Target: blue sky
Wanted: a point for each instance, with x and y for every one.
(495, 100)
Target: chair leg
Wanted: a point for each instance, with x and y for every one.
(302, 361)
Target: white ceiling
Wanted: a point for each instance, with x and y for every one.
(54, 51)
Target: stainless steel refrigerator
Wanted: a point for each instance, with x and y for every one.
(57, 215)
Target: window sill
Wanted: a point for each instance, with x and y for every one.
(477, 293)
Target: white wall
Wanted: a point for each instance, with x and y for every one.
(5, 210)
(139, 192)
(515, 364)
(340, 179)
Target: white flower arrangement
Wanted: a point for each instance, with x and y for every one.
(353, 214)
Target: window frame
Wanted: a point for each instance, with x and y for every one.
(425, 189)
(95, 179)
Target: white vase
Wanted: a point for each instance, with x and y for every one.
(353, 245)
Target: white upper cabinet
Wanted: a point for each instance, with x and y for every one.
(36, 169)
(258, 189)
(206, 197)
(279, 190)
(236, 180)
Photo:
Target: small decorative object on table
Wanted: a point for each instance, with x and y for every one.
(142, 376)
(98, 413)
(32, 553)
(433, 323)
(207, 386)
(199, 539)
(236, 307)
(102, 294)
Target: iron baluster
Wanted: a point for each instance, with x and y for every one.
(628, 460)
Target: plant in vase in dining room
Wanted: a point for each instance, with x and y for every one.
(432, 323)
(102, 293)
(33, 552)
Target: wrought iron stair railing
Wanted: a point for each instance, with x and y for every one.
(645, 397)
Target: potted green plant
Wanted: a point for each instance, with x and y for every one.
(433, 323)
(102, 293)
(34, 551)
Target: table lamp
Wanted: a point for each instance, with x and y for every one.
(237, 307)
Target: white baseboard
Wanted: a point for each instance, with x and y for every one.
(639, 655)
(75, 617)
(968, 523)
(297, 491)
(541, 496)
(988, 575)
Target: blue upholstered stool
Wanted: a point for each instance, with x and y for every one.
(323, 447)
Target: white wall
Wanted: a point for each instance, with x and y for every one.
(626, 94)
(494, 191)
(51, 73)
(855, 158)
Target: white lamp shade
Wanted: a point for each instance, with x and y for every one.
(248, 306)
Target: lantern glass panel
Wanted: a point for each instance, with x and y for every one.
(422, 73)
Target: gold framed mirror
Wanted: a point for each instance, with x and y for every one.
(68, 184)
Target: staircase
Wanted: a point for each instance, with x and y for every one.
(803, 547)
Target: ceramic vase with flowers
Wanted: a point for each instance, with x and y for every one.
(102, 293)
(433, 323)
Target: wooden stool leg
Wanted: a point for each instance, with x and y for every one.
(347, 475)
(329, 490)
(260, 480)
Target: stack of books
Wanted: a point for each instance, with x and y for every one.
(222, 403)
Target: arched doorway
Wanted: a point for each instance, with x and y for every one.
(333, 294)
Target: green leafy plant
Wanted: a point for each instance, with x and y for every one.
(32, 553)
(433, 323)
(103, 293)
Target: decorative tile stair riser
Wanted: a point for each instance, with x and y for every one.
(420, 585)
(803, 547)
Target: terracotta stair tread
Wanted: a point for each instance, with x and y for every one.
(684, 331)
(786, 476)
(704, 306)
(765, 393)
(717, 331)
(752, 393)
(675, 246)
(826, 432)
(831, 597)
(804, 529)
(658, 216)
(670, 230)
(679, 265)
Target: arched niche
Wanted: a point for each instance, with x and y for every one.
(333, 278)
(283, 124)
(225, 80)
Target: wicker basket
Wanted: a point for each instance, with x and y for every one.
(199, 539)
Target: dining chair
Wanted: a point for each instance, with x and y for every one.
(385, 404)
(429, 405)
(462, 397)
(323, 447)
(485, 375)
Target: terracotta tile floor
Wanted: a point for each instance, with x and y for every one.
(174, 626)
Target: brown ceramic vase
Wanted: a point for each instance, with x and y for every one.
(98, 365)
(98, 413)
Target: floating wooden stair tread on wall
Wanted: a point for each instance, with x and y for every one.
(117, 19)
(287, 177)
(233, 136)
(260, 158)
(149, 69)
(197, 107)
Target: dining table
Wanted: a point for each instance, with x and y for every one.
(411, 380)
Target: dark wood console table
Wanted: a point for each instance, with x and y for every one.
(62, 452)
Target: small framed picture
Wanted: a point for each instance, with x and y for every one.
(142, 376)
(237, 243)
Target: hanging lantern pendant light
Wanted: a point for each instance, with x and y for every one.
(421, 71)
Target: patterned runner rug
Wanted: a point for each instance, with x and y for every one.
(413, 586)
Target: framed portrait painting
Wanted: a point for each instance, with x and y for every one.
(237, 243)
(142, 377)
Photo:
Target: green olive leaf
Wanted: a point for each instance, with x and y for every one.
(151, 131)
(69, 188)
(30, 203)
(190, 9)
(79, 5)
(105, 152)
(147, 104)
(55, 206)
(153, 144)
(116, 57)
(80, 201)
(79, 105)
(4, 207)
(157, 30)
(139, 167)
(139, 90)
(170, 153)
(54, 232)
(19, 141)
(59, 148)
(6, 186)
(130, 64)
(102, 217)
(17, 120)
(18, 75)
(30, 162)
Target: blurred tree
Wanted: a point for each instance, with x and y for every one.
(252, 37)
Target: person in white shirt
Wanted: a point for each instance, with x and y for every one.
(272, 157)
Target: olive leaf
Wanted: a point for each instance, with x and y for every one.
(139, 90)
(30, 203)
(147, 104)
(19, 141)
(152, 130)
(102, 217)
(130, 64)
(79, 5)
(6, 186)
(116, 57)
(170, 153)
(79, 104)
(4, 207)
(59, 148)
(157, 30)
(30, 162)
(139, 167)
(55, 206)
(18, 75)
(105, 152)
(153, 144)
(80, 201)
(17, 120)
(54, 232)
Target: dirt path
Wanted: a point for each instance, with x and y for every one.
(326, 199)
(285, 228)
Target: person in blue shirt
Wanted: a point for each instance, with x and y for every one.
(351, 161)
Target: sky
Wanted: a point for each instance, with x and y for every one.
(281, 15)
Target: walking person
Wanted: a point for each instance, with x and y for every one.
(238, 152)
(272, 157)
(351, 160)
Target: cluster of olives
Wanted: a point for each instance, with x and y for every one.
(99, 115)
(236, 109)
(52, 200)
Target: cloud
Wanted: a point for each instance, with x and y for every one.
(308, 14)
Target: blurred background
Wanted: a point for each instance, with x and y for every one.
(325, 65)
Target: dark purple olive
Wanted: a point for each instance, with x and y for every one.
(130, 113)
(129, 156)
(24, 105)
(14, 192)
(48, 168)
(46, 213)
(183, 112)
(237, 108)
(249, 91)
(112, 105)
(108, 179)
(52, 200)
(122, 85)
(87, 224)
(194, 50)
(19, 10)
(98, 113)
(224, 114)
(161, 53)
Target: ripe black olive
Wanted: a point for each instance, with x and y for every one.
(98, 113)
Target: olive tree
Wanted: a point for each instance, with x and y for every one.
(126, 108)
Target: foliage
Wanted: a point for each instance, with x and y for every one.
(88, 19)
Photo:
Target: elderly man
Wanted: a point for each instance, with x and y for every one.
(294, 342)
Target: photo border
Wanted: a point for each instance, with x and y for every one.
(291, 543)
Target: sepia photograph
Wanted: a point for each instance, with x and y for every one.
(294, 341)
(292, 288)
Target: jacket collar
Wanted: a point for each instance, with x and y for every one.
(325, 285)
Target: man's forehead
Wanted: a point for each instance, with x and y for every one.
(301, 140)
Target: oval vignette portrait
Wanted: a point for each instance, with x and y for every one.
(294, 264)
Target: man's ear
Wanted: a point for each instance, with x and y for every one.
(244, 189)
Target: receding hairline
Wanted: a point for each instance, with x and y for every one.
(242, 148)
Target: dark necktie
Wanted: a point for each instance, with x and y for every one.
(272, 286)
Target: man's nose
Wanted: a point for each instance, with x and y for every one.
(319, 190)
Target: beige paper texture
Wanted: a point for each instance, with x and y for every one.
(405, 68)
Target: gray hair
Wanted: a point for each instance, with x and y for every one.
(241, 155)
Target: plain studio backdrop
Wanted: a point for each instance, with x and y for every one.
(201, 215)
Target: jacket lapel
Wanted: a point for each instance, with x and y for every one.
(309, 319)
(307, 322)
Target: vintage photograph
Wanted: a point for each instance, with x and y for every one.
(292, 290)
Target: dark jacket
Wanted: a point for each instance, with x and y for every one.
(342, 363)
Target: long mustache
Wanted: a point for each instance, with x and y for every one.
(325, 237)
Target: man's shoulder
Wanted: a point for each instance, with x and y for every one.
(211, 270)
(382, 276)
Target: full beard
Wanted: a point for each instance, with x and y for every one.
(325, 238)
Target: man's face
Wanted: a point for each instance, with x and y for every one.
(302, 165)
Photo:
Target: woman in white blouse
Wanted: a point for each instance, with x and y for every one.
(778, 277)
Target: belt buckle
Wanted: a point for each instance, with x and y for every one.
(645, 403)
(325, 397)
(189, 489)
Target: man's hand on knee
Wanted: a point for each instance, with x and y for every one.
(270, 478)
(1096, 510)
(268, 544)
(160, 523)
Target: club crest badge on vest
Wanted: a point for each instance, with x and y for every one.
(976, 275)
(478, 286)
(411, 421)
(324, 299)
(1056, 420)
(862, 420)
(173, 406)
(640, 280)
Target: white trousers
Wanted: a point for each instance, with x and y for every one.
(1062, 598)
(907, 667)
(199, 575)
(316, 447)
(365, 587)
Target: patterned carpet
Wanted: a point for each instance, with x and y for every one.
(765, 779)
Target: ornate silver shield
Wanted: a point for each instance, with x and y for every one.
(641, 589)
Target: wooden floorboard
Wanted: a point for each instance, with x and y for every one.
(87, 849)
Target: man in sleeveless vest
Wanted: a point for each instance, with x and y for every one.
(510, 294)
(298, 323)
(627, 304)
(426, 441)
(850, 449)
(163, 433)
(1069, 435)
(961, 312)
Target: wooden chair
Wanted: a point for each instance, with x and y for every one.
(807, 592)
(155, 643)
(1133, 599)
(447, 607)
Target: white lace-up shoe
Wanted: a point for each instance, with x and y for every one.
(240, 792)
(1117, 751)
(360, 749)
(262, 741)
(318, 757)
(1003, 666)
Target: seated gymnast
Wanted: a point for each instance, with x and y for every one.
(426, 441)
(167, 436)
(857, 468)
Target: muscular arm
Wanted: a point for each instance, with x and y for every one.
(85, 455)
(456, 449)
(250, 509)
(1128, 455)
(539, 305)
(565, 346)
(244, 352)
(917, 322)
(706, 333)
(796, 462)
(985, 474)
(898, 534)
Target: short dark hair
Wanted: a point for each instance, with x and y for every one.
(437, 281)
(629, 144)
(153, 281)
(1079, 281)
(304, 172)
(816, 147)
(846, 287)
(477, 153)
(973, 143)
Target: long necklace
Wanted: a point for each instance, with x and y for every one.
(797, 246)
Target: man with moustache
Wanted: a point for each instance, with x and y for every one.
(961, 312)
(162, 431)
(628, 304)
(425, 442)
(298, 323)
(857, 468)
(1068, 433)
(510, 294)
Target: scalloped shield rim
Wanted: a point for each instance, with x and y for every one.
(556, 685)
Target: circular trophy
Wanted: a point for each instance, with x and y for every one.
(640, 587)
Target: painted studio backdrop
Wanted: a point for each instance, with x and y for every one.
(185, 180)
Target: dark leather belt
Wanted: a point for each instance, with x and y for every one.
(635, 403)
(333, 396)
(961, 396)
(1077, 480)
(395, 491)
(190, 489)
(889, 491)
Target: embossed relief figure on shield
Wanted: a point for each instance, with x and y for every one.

------------------------

### WHAT TO DO
Reproduce precisely the span of lines that begins at the line containing "Target: ornate silver shield" and ends with the last line of the listing.

### SOLUTION
Target: ornate silver shield
Wanted: a point for each instance, with x and y for every one.
(641, 589)
Target: wooden floorboard
Wanted: a point for each instance, with x and y for every one.
(87, 849)
Target: man in sleeveless vest
Wanted: a point for each instance, with x and y for every one.
(510, 294)
(298, 323)
(627, 304)
(426, 441)
(850, 449)
(163, 433)
(1069, 435)
(961, 312)
Target: wooden chair
Wanted: a point for each instance, with x and y for every one.
(807, 592)
(155, 643)
(1133, 599)
(447, 607)
Target: white lace-up shoe
Wanted: a point for each instance, with x and y for every one.
(240, 792)
(1117, 751)
(360, 749)
(262, 741)
(318, 757)
(1003, 666)
Target: seated gymnast
Wanted: a point for each instance, with x and y for every one.
(426, 441)
(167, 436)
(857, 468)
Target: muscular arm
Wanted: a point for each instance, with x and y for every one.
(85, 455)
(456, 449)
(250, 509)
(1128, 455)
(539, 305)
(565, 346)
(244, 352)
(917, 322)
(706, 333)
(796, 462)
(985, 474)
(898, 534)
Target: short dark hair
Wanted: a point for each instance, with x and y for every one.
(437, 281)
(629, 144)
(153, 281)
(1079, 281)
(304, 172)
(816, 147)
(846, 287)
(477, 153)
(973, 143)
Target: long necklace
Wanted: a point for each instance, with x and y for every one.
(797, 246)
Target: man with moustache
Wanted: a point for each instance, with x and y for every one.
(961, 312)
(162, 431)
(628, 304)
(425, 442)
(298, 323)
(857, 468)
(1068, 433)
(510, 294)
Target: scalloped shield rim
Wanted: a point for each instance, with x and y for every one.
(556, 685)
Target: circular trophy
Wanted: a point for each instance, with x and y for every one.
(640, 587)
Target: painted studio backdrop
Wanted: a point for each instance, with x and y for every one.
(185, 180)
Target: dark leather belt
Wanted: a point for each instance, with x and y for every one.
(635, 403)
(333, 396)
(961, 396)
(1077, 480)
(395, 491)
(190, 489)
(889, 491)
Target: embossed relief figure on shield
Wanted: a point for each instance, with x and y for every one.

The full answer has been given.